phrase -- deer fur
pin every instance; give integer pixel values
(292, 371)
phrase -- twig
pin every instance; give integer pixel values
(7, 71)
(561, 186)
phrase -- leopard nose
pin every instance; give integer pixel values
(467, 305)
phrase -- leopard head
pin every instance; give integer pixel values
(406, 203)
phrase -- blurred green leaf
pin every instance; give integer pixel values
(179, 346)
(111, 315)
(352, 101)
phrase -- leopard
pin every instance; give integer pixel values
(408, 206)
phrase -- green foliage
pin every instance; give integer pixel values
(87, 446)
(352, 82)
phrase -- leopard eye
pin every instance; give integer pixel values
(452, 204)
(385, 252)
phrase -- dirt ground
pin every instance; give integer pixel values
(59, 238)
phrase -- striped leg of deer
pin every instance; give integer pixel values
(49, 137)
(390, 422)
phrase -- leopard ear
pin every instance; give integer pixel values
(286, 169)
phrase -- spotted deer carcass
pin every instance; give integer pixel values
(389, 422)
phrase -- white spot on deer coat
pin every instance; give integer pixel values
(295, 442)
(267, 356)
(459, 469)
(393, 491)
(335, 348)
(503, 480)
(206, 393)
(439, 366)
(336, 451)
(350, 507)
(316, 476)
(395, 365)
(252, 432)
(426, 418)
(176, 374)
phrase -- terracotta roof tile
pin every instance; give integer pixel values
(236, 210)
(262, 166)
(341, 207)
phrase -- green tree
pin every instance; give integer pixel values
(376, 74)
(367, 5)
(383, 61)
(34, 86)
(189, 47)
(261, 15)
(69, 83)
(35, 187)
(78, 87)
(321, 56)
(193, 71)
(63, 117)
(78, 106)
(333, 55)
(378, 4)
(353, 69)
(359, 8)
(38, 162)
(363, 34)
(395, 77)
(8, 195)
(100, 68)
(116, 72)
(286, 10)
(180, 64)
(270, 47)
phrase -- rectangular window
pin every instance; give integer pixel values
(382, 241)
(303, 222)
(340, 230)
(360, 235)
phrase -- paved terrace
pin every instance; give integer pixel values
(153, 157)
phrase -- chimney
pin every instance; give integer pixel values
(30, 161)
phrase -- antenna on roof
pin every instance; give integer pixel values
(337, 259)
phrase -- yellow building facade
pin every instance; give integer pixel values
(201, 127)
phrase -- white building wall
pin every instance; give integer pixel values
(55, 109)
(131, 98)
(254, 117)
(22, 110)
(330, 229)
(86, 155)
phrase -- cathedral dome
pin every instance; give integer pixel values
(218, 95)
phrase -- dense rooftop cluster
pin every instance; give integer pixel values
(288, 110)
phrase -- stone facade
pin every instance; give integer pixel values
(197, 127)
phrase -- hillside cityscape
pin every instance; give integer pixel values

________

__Exercise directions__
Please give back the records exactly as written, beginning at the first line and including the line that holds "phrase -- green tree" as the last.

__Output for this exercise__
phrase -- deer fur
pin every instance; give integer pixel values
(292, 371)
phrase -- twig
pin every instance; give integer pixel values
(7, 71)
(561, 186)
phrase -- leopard nose
pin every instance; give integer pixel values
(467, 305)
phrase -- leopard head
pin every instance; give integer pixel values
(406, 203)
phrase -- blurred green leaf
pin every instance; give integer pixel values
(179, 346)
(111, 315)
(352, 101)
phrase -- leopard
pin every instance; give integer pixel values
(408, 206)
phrase -- green foliage
pin every instance; give integer pixel values
(87, 446)
(352, 82)
phrase -- leopard eye
pin every instance; give integer pixel values
(452, 204)
(385, 252)
phrase -- dirt ground
pin every instance; give integer pixel values
(59, 238)
phrase -- striped leg of deer
pin every instance; give integer pixel values
(49, 137)
(390, 422)
phrase -- leopard ear
pin every instance; give integer pixel values
(286, 169)
phrase -- spotted deer carcass
pin every instance; give integer pixel values
(389, 422)
phrase -- white spot on deer coat
pin every instance; give integer pixel values
(295, 442)
(267, 356)
(459, 469)
(393, 491)
(335, 348)
(503, 480)
(206, 393)
(439, 366)
(336, 451)
(350, 507)
(316, 476)
(395, 365)
(252, 432)
(426, 418)
(176, 374)
phrase -- terracotta roof tile
pin every instance; give integer pixel values
(236, 210)
(262, 166)
(341, 207)
phrase -- green tree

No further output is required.